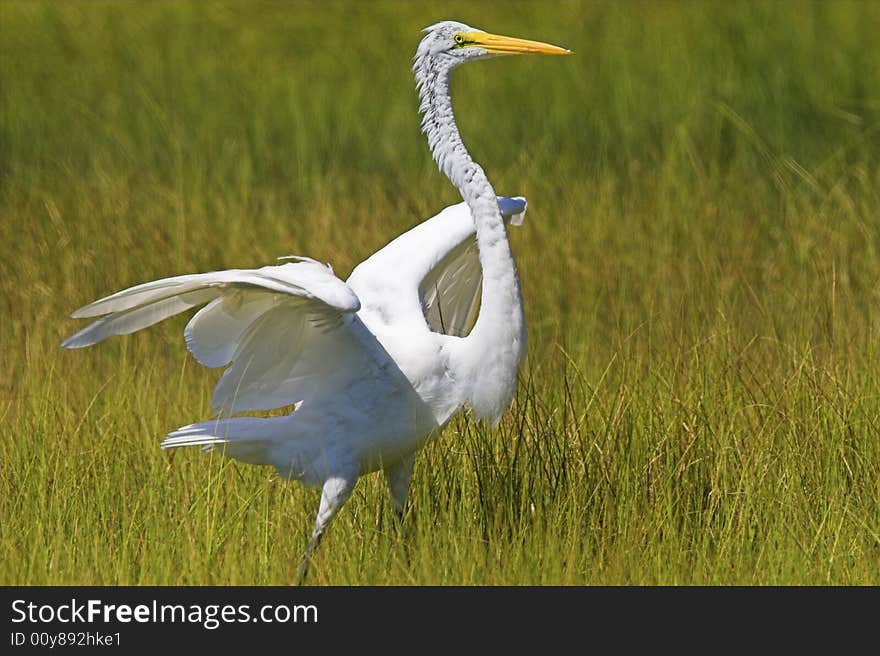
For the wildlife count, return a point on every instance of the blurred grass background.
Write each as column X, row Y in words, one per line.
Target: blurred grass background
column 699, row 262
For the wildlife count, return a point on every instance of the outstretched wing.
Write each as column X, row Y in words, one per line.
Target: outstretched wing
column 284, row 329
column 438, row 260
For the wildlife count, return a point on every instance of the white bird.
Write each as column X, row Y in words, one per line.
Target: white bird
column 374, row 366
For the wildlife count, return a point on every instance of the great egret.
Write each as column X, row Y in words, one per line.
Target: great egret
column 377, row 365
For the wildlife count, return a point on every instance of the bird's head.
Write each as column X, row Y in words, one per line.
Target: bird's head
column 460, row 43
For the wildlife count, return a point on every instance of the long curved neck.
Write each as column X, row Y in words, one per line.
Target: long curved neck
column 498, row 337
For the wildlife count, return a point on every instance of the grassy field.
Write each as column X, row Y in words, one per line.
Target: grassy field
column 700, row 262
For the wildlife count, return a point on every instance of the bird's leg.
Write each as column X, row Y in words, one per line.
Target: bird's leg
column 398, row 476
column 336, row 491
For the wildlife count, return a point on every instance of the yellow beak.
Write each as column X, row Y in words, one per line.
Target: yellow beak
column 508, row 45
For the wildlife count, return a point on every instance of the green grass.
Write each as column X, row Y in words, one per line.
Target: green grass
column 700, row 262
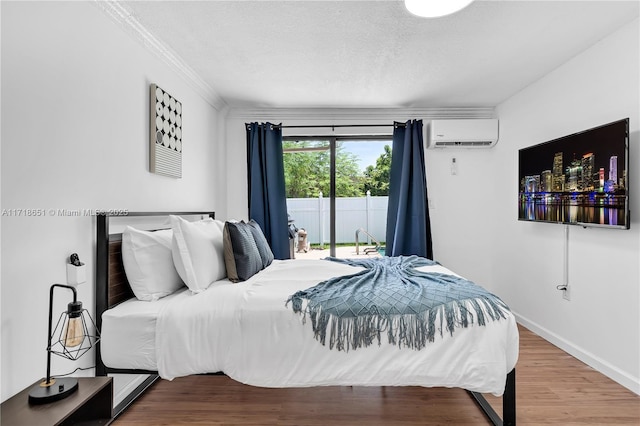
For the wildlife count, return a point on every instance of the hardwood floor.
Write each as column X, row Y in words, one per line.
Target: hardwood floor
column 552, row 388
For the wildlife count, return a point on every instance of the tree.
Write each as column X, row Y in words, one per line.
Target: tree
column 376, row 178
column 308, row 173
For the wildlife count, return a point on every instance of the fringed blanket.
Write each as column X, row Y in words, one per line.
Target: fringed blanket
column 390, row 296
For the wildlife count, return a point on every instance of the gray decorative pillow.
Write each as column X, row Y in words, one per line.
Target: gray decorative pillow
column 241, row 256
column 261, row 241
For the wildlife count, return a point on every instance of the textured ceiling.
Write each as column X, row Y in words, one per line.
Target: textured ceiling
column 374, row 53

> [What to do]: Can you reproduce every row above word for word, leaving the pictures out?

> [Task response]:
For the wildlife count, return a point on every instance of the blurred grass background.
Write each as column X, row Y in words, one per line.
Target: blurred grass background
column 699, row 262
For the wildlife count, return a point on every instance of the outstretched wing.
Write each as column X, row Y in words, one per line.
Target: outstretched wing
column 284, row 329
column 438, row 260
For the wildlife count, return a point on every instance of the white bird.
Write each as column X, row Y in words, one per line.
Target: white bird
column 374, row 366
For the wildlife count, return a point on every instance of the great egret.
Write each as column X, row Y in words, one per line.
Target: great egret
column 377, row 365
For the wildlife count, return a point on every instance of the bird's head.
Write each as column X, row Y in words, one per line.
Target: bird's head
column 460, row 43
For the wildlife count, return a point on every instance of the long curved neck.
Write each as column X, row Y in words, one per line.
Target: long curved neck
column 498, row 337
For the wildlife count, return a point on every instance of the grassy field.
Write each as column X, row Y in words, one per line.
Target: grassy field
column 700, row 262
For the wildlife count, return a point on every instance of the bird's leg.
Write each as column X, row Y in words, one per line.
Target: bird's leg
column 398, row 476
column 336, row 491
For the wildlife count, return a point on every instance of the yellow beak.
Write each as column X, row Y in words, one per line.
Target: yellow beak
column 508, row 45
For the wildlife count, return a point on every instance of the green grass.
Write each as column X, row Y in words, one per line.
Target: green grass
column 700, row 262
For the wildlife count, return a point on every instance of the hardwood floor.
Write each as column X, row Y in words, one per line.
Target: hardwood floor
column 552, row 388
For the wildlife count, return a point on every instance of the tree.
Write each as column X, row Y in words, one per line.
Target: tree
column 376, row 178
column 308, row 173
For the wildlife count, return a point on every instance of the fringed blanket.
Write each as column X, row Y in words, one per line.
Target: fringed blanket
column 390, row 296
For the wildlife count, return a point on every instance of the gray decorative pillow.
Write each as column X, row Y in words, one per line.
Target: gray decorative pillow
column 241, row 256
column 261, row 241
For the wildlife count, return a point on every instance of the textured ceiling.
Write each as column X, row Y in words, one per line.
Target: textured ceiling
column 374, row 53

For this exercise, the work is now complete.